____ INPUT ROWS

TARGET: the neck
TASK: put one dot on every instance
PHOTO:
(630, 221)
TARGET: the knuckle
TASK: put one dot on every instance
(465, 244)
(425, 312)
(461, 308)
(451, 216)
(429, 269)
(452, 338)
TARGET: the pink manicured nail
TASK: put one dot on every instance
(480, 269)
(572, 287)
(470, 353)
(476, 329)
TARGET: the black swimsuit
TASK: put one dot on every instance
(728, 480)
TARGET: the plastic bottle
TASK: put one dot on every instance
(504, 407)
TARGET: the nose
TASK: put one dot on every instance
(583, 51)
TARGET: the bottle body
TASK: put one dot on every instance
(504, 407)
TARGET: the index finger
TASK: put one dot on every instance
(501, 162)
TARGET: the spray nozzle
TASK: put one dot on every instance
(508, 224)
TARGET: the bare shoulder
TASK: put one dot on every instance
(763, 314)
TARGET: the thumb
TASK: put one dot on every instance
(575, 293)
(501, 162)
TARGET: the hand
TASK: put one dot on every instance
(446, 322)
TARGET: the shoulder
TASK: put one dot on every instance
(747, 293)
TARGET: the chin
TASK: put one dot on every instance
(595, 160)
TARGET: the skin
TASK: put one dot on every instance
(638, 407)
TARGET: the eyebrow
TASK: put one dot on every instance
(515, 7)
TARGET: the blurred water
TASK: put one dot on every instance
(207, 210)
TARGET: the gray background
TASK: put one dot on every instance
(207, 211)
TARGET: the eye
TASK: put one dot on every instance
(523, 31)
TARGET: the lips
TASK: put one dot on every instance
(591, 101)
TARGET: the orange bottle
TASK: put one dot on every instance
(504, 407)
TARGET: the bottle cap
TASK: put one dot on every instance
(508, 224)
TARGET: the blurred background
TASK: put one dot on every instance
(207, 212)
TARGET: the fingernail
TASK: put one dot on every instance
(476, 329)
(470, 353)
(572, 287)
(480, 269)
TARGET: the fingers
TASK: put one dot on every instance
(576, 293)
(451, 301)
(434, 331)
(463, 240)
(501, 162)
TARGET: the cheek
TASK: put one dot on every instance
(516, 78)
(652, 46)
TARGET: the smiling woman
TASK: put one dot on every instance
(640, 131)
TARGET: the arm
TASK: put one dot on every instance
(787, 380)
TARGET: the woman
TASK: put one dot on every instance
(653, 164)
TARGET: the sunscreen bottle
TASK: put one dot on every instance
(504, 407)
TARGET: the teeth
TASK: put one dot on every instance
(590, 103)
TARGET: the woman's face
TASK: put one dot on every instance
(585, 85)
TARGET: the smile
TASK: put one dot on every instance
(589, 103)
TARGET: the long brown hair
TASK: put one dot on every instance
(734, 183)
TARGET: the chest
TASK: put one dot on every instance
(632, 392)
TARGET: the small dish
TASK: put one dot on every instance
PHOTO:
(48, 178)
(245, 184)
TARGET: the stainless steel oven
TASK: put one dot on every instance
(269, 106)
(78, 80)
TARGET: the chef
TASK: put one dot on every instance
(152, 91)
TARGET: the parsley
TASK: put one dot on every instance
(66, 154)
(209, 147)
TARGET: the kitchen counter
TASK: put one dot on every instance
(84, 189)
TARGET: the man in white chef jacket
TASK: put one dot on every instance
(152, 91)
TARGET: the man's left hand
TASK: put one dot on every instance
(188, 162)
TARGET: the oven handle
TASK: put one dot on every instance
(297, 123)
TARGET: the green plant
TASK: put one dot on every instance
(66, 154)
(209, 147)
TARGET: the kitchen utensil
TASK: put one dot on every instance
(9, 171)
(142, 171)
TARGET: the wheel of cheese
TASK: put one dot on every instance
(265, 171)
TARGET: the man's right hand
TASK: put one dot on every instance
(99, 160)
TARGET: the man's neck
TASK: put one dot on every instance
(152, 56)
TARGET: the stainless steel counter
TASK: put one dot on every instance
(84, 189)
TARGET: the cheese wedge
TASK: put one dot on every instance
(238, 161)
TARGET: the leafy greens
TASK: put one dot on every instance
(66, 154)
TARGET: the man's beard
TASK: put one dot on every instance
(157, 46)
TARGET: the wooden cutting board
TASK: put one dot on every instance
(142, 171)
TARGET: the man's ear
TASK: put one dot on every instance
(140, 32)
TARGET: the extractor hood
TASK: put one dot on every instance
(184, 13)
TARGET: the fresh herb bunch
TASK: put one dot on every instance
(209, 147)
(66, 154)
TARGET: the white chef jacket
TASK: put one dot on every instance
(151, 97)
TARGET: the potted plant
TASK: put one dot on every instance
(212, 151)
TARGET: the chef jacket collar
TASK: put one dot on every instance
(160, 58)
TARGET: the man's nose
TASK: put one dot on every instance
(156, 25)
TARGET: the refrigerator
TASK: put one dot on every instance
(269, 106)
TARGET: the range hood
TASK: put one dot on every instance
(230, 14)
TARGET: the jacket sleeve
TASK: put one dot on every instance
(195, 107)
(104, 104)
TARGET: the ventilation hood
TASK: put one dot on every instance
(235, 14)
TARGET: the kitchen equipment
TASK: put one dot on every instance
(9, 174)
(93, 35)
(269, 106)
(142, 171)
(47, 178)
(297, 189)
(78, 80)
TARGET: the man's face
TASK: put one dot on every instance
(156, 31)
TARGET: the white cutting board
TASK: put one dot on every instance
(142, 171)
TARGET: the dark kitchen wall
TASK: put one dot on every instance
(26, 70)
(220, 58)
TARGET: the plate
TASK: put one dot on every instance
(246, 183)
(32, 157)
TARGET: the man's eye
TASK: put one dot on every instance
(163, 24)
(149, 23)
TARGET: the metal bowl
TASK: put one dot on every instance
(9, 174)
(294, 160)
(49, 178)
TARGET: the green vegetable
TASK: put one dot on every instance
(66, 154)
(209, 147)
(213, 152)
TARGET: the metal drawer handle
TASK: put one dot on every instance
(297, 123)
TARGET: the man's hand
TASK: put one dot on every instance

________

Extract the closing run of lines, starting with the one containing "TARGET: the dark kitchen wall" and ending at the last, exactly as written.

TARGET: the dark kitchen wall
TASK: put one dot on every instance
(26, 70)
(220, 58)
TARGET: the plate
TASK: put one dot on every instance
(246, 183)
(32, 157)
TARGET: the man's eye
TASK: put one dot on every instance
(163, 24)
(149, 23)
TARGET: the metal bowl
TASK: put one dot on every instance
(9, 174)
(294, 160)
(49, 178)
TARGET: the green vegetable
TASK: put one dot on every instance
(66, 154)
(209, 147)
(213, 152)
TARGET: the metal drawer handle
TASK: put one dot on every instance
(297, 123)
TARGET: the man's hand
TASK: put one dot on every instance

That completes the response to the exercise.